▸ Trecho

Apresentadas alegações finais (fls. 123-125 e 128-132v.).

Em sentença, a ação foi julgada procedente, para condenar o réu como incurso nas sanções do art. 39, § 5º, incs. II e III, da Lei n. 9.504/97, (i) à pena privativa de liberdade de 6 meses de detenção, em regime inicial aberto – substituída por uma restritiva de direitos de prestação de serviços junto à Brigada Militar, pelo mesmo período, à razão de 8 horas semanais; e (ii) ao pagamento de multa no mínimo legal (cinco mil UFIRs) (fls. 136-143v.).

Irresignado, o condenado interpôs recurso. Aduziu preliminares de nulidade do processo, por deficiências na proposta de transação penal, na proposta de suspensão condicional do processo e na audiência de instrução e julgamento. No mérito, alegou a insuficiência probatória, requerendo sua absolvição. Subsidiariamente, alegou “erro de proibição”, pugnando pela isenção de pena. E alternativamente, postulou a redução da sanção ao grau máximo (fls. 146-155v.).

Com contrarrazões (fls. 157-162v.), sobreveio decisão pelo não conhecimento do recurso, por intempestivo (fl. 163).

Interposto Recurso em Sentido Estrito pelo condenado, visando ao conhecimento do recurso principal (fls. 169-172), não foi admitido, por intempestividade (fl. 176).

Interposta carta testemunhável pelo condenado, visando ao conhecimento e provimento do RSE (fls. 179-183), o juiz eleitoral determinou sua remessa à segunda instância (fl. 188).

Subindo os autos, foram com vista ao Procurador Regional Eleitoral, o qual opinou pelo conhecimento do recurso principal e, no mérito, pelo seu desprovimento (fls. 193-199).

É o relatório.

 

VOTO

A) Admissibilidade

Na ausência de regulamentação própria e para não ocasionar prejuízo injustificado ao recorrente, admito o recurso por ele interposto na forma de carta testemunhável, com esteio no art. 640 do CPP:

A carta testemunhável será requerida ao escrivão, ou ao secretário do tribunal, conforme o caso, nas 48 (quarenta e oito) horas seguintes ao despacho que denegar o recurso, indicando o requerente as peças do processo que deverão ser trasladadas.

(Dados extraídos de uma coleção)
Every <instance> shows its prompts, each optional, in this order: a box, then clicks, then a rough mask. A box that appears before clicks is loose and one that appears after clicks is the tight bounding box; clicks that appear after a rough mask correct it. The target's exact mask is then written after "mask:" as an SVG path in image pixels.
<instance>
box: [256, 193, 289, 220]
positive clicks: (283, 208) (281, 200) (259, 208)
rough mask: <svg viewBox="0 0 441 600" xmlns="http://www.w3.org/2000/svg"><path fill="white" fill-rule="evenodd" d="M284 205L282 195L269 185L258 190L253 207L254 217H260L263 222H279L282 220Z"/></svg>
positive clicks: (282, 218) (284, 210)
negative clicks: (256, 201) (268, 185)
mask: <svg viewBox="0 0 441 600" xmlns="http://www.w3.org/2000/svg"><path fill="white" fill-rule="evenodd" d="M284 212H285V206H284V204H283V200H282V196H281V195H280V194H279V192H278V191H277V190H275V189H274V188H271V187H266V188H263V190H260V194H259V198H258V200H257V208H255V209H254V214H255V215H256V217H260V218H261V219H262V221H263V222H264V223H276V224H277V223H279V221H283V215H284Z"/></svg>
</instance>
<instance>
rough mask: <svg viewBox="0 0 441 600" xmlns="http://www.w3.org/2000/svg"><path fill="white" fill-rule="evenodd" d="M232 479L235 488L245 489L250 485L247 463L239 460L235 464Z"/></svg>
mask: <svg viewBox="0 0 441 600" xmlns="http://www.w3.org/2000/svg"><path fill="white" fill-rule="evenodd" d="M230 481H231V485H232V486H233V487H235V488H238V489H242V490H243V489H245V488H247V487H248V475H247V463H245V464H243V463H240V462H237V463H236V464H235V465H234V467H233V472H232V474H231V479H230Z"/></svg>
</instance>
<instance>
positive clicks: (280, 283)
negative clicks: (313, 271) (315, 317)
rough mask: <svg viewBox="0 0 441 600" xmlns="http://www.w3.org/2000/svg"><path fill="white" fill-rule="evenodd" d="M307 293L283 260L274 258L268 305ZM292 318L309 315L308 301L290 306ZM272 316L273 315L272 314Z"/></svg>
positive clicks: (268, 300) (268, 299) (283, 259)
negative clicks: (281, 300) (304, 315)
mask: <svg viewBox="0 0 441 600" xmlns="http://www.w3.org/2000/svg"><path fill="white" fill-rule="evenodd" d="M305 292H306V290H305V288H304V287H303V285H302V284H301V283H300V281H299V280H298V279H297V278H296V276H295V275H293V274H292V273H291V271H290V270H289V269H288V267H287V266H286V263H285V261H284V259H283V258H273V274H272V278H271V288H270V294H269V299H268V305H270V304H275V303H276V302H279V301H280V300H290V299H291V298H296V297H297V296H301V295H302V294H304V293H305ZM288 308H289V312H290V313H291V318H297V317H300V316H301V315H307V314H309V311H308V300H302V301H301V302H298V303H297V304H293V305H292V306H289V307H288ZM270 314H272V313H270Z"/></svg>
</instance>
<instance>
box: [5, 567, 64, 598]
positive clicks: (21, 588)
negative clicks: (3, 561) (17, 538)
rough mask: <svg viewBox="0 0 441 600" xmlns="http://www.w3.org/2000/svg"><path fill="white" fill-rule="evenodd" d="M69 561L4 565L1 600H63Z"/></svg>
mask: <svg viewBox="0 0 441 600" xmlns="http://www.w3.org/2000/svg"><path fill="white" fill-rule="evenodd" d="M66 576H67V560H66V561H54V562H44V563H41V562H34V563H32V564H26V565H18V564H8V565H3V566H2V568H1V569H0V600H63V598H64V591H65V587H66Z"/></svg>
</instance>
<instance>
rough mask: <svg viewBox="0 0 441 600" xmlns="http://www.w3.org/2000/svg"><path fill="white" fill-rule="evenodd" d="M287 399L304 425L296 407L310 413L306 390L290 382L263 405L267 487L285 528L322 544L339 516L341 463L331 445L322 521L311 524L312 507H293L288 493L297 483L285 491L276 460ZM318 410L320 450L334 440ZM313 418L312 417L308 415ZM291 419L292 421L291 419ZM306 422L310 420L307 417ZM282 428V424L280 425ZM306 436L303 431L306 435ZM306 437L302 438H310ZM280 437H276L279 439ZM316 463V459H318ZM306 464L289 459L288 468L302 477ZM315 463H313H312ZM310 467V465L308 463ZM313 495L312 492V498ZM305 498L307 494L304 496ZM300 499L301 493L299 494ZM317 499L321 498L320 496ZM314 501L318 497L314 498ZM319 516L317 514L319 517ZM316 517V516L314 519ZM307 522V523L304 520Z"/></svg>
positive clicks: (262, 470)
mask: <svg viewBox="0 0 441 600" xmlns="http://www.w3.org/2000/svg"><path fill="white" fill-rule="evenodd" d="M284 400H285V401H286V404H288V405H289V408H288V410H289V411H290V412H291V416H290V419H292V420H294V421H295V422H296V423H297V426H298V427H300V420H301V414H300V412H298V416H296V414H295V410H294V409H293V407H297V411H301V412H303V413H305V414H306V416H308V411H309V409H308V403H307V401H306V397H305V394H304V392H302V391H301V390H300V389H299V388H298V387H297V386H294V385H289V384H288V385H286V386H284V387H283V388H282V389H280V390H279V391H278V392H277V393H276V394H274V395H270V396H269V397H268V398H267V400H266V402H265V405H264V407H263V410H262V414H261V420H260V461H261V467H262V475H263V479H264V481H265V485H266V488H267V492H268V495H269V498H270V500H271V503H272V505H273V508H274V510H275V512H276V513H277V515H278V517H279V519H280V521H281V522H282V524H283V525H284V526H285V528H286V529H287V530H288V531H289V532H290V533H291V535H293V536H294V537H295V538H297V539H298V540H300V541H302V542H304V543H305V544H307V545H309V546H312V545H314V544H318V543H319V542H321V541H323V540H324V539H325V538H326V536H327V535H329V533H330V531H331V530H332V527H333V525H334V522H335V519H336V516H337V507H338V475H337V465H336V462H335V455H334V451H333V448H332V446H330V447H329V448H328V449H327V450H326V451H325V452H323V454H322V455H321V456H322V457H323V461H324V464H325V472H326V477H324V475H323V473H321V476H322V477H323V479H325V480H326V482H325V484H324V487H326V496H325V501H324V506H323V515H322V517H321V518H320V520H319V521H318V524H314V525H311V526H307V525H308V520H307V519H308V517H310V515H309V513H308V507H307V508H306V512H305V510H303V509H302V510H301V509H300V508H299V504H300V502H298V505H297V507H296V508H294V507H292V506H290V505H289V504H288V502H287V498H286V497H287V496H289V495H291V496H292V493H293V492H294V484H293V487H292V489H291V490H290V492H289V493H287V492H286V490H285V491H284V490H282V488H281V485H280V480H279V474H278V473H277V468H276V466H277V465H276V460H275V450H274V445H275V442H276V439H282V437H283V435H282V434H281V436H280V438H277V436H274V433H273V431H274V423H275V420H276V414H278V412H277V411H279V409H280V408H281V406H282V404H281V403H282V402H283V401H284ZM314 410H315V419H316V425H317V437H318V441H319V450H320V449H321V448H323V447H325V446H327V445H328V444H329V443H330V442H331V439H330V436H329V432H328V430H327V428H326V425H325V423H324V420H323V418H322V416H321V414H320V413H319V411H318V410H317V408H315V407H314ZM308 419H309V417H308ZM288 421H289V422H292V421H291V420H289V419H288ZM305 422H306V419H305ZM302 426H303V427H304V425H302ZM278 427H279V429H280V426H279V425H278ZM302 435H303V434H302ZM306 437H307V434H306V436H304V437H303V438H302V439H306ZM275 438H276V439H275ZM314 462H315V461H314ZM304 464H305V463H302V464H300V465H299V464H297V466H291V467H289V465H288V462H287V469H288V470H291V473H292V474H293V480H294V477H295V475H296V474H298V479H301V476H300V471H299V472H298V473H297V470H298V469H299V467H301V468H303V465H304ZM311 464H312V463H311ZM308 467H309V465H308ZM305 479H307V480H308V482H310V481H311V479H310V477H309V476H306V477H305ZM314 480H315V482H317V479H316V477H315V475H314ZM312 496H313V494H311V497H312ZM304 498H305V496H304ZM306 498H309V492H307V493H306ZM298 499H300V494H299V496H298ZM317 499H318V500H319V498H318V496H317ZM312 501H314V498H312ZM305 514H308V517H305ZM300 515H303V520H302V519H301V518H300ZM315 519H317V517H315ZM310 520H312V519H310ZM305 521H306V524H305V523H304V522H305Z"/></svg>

▸ Tarefa A
Responda às perguntas abaixo com base no trecho sobre o recurso eleitoral.
(i) Quantas horas semanais de prestação de serviços a sentença fixou?
(ii) Por qual motivo o recurso do condenado não foi conhecido?
(iii) Com esteio em qual artigo do CPP o recurso é admitido na forma de carta testemunhável?
▸ Tarefa B
Prossiga com o trecho sobre o recurso eleitoral, começando logo após a última frase apresentada.

▸ Resposta esperada A
(i) 8 horas semanais.
(ii) Por ser intempestivo.
(iii) O art. 640 do CPP.

▸ Resposta esperada B
Nesse sentido:

CARTA TESTEMUNHÁVEL. INSURGÊNCIA CONTRA A DECISÃO QUE NÃO ADMITIU RECURSO EM SENTIDO ESTRITO. PROVIMENTO DA CARTA TESTEMUNHÁVEL. AUTOS SUFICIENTEMENTE INSTRUÍDOS. POSSIBILIDADE DE JULGAMENTO DO MÉRITO DO RECURSO OBSTADO (ART. 644 DO CÓDIGO DE PROCESSO PENAL).

[…]

NULIDADE DA DECISÃO QUE NÃO CONHECEU DO APELO. DETERMINAÇÃO DE SUBIDA DA APELAÇÃO E EXPEDIÇÃO DO CONSEQUENTE CONTRA MANDADO DE PRISÃO.

RECURSO EM SENTIDO ESTRITO CONHECIDO E PROVIDO.

(RECC n. 16889 – Rel. ANTONIO CARLOS MATHIAS COLTRO – DJESP de 24.02.2012).

Assim, tenho por tempestiva a carta testemunhável, tendo sido interposta no mesmo dia em que intimados os procuradores do recorrente acerca da decisão que não recebeu o recurso em sentido estrito – RSE previamente interposto, em 12.12.2014 (fls. 178-179).

Preenchidos os demais pressupostos de admissibilidade, dela conheço.

B) Questão de fundo

Cuida-se de apreciar se é tempestivo o RSE interposto contra a decisão que não conheceu o recurso criminal aviado em face da sentença, ao efeito de adentrar na análise do mérito do RSE, no que tange à tempestividade do recurso criminal.

O RSE é efetivamente tempestivo, pois, na condição de defensores dativos nomeados pelo juízo para atuarem em favor do réu (fl. 54), os procuradores do ora recorrente gozam da prerrogativa de serem intimados pessoalmente, consoante o art. 370, § 4º, do CPP.

Efetuada a carga dos autos pelos defensores em questão em 13.11.2014 (fl. 167v.), o que equivale à sua intimação pessoal, e interposto o RSE em 18.11.2014 (fl. 169), malgrado sua intimação via DEJERS em data anterior, tenho por observado o prazo de 5 dias do art. 586 do CPP:

CAPÍTULO II - DO RECURSO EM SENTIDO ESTRITO

[…]

Art. 586 O recurso voluntário poderá ser interposto no prazo de 5 (cinco) dias.

[…]

Em ato contínuo, a mesma linha de raciocínio vale para o recurso criminal, sendo que, como adiante será demonstrado, a rigor, a análise da sua tempestividade resta prejudicada em razão do reconhecimento de nulidade absoluta entre a prolação da sentença e a interposição do recurso principal (fls. 144-146).

Logo, o conhecimento do RSE e o seu provimento é medida que se impõe.

Por conseguinte, passo ao exame do recurso principal.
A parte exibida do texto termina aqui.